ASSIGNED TASK => Reproduce word for word the part of the text on the Swiss chemicals ordinance amendment starting at "In its meeting" and ending at "to the chemicals.".

━━━━━ DOCUMENT EXTRACT ━━━━━

The amendment comes into force on 1 May 2023.
Annex 1.17 of the 2005 Chemicals Risk Reduction Ordinance (2005 ChemRRV) regulates certain substances of very high concern; these substances are listed in Annex XIV to the EU REACH Regulation. A ban on the use of these substances applies in principle throughout the EU as well as in Switzerland. However, the European Commission and federal authorities are permitted to grant temporary exceptions to the ban on these substances under particular circumstances. The exemptions are often deployed when a company is unable to find an effective substitute substance that is less hazardous or to utilize another process that does not require the use of these banned substances.
In its meeting on 5 April 2023, the Federal Council determined that an additional procedural simplification regarding the substances listed in Annex 1.17 was necessary in order to facilitate certain chemical and pharmaceutical activities. The new provisions allow the chemical-pharmaceutical industry to use a substance regulated in Appendix 1.17 of the 2005 ChemRRV for the manufacture of chemicals, pharmaceuticals, and medical devices under certain conditions. Specifically, these substances are only permitted for use in a closed system that ensures the prevention of environmental and human exposure to the chemicals.

━━━━━ SOURCE INFORMATION ━━━━━

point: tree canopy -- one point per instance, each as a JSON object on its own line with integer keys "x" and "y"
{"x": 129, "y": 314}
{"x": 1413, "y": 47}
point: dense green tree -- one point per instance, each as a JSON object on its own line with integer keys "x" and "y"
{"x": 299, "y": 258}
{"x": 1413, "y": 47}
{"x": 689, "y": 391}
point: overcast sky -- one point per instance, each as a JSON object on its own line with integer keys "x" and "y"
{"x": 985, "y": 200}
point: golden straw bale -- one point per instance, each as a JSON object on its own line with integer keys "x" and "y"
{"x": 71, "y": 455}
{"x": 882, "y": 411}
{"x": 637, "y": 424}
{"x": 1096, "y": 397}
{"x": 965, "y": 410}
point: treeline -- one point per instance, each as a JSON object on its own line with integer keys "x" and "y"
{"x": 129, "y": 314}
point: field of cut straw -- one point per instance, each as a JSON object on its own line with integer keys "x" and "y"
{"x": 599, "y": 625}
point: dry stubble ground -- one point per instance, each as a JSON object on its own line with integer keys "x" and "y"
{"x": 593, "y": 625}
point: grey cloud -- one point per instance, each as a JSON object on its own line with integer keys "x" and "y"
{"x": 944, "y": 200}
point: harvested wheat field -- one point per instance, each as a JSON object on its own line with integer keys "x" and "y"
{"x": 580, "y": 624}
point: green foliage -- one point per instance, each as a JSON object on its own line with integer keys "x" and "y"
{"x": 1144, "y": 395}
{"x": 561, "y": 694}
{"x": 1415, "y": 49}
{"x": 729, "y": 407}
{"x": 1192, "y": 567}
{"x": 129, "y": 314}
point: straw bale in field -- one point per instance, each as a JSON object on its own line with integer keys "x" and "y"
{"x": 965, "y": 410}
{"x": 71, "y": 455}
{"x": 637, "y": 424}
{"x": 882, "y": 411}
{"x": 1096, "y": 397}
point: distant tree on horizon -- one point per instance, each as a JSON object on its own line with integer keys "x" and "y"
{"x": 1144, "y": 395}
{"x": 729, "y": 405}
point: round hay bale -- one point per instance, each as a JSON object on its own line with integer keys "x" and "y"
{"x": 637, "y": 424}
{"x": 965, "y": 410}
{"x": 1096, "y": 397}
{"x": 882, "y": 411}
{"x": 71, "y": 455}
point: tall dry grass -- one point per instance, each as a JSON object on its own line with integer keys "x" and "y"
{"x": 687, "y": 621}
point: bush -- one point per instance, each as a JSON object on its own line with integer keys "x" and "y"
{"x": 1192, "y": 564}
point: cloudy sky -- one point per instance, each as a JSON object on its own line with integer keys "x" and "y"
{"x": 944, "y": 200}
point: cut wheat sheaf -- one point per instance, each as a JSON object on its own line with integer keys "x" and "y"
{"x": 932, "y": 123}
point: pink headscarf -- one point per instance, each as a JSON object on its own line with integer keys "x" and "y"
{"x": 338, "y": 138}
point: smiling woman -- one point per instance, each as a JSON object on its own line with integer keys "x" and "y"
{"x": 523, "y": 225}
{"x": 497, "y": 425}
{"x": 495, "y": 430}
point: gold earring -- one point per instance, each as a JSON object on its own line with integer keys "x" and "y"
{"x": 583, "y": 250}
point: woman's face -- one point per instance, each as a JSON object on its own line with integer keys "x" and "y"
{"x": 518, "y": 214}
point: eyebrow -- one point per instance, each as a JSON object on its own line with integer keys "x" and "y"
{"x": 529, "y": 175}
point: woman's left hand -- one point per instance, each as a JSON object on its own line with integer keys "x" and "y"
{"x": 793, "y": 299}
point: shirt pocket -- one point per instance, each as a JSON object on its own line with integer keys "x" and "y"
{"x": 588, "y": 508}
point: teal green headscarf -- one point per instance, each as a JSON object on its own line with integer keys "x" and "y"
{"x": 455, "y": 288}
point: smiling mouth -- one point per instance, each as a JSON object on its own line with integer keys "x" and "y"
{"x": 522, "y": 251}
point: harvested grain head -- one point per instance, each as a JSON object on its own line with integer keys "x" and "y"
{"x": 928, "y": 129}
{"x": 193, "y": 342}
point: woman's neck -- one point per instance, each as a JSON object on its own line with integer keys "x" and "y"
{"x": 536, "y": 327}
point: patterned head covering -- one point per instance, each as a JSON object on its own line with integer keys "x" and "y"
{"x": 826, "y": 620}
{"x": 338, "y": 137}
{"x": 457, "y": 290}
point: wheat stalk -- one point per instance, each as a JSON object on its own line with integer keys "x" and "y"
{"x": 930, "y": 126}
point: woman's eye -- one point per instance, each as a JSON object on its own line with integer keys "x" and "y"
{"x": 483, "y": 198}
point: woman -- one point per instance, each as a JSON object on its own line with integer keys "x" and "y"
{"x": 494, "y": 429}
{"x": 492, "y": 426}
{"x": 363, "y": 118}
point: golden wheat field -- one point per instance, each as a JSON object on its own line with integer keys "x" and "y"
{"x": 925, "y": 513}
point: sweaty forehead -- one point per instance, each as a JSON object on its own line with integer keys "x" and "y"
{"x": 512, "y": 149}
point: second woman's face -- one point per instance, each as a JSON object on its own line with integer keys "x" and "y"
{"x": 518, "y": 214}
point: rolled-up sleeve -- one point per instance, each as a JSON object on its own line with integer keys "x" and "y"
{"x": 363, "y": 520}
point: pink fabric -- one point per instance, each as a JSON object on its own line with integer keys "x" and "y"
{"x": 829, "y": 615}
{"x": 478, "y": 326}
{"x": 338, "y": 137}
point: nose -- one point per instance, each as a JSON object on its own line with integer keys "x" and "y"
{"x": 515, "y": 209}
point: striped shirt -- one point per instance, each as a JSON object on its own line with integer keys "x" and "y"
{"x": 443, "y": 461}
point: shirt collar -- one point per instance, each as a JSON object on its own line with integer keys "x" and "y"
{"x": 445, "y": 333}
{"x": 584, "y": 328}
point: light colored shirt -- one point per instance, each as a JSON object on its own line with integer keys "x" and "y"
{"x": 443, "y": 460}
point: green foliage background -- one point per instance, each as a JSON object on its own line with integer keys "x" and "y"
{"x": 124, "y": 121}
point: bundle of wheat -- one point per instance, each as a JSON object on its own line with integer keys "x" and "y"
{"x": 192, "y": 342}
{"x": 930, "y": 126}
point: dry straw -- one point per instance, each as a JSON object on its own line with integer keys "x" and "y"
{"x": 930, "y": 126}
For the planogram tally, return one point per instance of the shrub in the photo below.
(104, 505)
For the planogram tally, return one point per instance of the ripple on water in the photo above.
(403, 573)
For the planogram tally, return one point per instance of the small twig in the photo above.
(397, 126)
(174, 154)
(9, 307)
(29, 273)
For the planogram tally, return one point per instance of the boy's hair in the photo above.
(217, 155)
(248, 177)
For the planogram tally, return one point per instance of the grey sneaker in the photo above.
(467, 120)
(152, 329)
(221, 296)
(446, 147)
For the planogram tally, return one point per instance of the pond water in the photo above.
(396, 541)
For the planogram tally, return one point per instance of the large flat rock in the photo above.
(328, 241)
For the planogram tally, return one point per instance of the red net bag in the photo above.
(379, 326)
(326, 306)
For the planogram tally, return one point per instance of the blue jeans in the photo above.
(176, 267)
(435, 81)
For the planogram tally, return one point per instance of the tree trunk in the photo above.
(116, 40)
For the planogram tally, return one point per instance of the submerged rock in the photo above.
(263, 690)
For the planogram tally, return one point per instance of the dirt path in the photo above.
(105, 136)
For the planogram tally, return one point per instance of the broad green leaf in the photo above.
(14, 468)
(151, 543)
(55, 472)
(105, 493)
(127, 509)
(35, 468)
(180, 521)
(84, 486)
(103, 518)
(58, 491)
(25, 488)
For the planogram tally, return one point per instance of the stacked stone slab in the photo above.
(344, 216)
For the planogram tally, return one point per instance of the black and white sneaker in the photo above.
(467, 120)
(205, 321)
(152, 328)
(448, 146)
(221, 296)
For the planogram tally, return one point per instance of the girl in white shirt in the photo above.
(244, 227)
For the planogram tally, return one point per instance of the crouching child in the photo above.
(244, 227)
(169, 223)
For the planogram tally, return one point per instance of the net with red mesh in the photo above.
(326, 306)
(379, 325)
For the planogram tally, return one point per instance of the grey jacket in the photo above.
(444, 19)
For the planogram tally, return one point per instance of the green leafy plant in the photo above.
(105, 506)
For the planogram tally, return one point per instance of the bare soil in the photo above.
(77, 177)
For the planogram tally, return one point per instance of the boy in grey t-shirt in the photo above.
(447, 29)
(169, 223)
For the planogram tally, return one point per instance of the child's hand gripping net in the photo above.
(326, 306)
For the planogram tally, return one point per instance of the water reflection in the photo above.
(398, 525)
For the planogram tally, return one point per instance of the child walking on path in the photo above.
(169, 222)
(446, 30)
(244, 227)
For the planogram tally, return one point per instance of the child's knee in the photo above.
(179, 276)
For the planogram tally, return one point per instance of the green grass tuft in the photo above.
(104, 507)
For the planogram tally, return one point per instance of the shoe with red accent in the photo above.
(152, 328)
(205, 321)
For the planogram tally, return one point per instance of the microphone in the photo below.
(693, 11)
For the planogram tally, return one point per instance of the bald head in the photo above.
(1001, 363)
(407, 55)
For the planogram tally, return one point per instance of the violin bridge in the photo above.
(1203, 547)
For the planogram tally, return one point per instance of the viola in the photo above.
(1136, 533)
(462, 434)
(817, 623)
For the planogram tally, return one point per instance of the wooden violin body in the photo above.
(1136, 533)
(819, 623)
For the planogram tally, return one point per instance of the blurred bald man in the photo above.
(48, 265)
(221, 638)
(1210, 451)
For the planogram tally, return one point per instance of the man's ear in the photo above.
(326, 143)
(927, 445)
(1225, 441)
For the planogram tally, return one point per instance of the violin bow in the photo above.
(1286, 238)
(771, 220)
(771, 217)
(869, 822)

━━━━━

PROBLEM SOLUTION =>
In its meeting on 5 April 2023, the Federal Council determined that an additional procedural simplification regarding the substances listed in Annex 1.17 was necessary in order to facilitate certain chemical and pharmaceutical activities. The new provisions allow the chemical-pharmaceutical industry to use a substance regulated in Appendix 1.17 of the 2005 ChemRRV for the manufacture of chemicals, pharmaceuticals, and medical devices under certain conditions. Specifically, these substances are only permitted for use in a closed system that ensures the prevention of environmental and human exposure to the chemicals.